**Excerto da fonte**
* * *

Com um tablet numa só mão, circula pela sala de audiências e vai até ao pé dos juízes para apontar para a tela projetada na parede. Pede ao funcionário judicial que mostre este e aquele documento constitutivo de sociedades. “Está ali o Dr. Manuel António Costa, administrador único de todas as empresas ligadas a Carlos Silva e Iglesio Soares. Não há nenhuma referência a Manuel Vicente”, reiterou. A juíza Helena Pinto pergunta-lhe quais são os factos que ligam estas empresas a Carlos Silva. “Factos?”, interroga Orlando Figueira. “Sim, factos concretos”, responde a juíza”. “Factos concretos: eu falei com o Carlos Silva e assinei contrato com Manuel António Costa”.
Na segunda sessão do julgamento que envolve o ex-vice-Presidente angolano, Manuel Vicente, Orlando Figueira voltou a apontar o dedo a Carlos Silva, presidente do Banco Privado Atlântico. Esta terça-feira, no Campus de Justiça, o procurador acusado de corrupção, branqueamento de capitais, falsificação e violação do segredo de justiça continuou a desmontar a acusação ponto por ponto. Por diversas vezes teceu elogios ao seu trabalho “irrepreensível”, e pediu perdão pela sua “imodéstia”. “Eu era uma pessoa muito referenciada e altamente conceituada junto do procurador-geral de Angola”, chegou a dizer. Tanto na parte da manhã, como à tarde, insistiu: a Primagest, a empresa que o contratou, não está ligada a Manuel Vicente — como acusa o Ministério Público —mas sim a ao Grupo Privado Atlântico, de Carlos Silva.

* * *

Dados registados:
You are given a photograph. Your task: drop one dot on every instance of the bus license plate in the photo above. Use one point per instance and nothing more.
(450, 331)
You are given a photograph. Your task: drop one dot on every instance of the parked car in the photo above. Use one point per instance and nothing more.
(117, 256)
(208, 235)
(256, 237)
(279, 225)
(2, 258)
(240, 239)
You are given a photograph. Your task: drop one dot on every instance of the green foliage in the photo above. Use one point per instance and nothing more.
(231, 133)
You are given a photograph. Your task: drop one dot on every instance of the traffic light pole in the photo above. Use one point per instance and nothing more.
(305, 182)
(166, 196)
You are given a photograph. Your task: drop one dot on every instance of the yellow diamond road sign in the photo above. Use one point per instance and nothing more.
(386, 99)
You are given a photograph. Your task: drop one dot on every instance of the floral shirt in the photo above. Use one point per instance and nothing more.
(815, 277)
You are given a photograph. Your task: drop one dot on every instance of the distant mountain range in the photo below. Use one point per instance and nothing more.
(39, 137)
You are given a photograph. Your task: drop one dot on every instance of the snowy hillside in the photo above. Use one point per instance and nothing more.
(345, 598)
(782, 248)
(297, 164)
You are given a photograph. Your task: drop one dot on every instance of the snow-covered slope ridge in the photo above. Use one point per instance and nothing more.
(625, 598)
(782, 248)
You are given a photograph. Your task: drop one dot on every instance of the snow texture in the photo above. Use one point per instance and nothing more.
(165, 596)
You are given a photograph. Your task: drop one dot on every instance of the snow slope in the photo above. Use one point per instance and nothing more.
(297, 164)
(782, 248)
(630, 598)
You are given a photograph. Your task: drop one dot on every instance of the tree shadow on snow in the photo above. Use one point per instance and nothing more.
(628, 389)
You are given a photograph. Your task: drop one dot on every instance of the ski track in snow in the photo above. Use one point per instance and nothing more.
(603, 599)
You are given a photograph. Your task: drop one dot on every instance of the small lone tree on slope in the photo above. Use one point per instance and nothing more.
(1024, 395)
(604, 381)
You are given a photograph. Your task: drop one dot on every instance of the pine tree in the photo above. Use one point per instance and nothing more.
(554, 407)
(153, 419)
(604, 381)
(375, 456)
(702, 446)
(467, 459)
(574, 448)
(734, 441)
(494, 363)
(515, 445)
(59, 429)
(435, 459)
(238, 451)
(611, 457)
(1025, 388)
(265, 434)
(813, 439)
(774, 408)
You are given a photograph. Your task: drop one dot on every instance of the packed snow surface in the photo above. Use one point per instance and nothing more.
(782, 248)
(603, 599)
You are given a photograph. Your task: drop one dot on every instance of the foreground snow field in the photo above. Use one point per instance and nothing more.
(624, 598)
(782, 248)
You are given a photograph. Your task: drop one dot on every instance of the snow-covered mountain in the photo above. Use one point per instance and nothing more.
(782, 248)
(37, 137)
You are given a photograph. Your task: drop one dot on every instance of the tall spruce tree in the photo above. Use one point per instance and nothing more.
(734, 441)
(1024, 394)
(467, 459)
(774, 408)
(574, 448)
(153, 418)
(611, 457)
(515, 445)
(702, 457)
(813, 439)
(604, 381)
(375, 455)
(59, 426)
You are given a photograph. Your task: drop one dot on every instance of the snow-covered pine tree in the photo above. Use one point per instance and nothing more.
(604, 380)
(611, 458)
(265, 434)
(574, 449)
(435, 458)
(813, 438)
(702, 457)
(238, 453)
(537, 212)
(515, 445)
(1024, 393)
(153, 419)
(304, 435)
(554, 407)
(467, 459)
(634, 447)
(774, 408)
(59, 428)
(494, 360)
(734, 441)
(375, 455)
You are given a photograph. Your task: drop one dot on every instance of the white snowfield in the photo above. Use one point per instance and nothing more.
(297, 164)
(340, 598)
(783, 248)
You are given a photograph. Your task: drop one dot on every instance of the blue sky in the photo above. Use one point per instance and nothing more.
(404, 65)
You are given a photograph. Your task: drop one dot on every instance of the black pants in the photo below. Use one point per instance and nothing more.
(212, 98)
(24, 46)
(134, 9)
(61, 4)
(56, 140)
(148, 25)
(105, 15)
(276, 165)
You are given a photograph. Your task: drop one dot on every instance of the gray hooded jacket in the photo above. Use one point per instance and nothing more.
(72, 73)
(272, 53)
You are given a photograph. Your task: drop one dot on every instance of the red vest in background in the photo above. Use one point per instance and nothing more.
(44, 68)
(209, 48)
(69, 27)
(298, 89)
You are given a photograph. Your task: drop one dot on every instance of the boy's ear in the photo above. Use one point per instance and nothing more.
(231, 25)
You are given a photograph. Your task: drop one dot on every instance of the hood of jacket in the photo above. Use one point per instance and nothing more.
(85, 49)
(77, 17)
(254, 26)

* * *

**Tarefa a realizar**
Indique se cada uma das afirmações seguintes está de acordo com o excerto, respondendo sim ou não e citando literalmente as palavras do excerto que o comprovam. 1. Carlos Silva é o presidente do Banco Privado Atlântico. 2. A sessão relatada foi a primeira do julgamento. 3. Segundo Orlando Figueira, os documentos constitutivos exibidos fazem referência a Manuel Vicente.

**Resolução do exercício**
1. Sim: "Carlos Silva, presidente do Banco Privado Atlântico"
2. Não: "Na segunda sessão do julgamento"
3. Não: "Não há nenhuma referência a Manuel Vicente"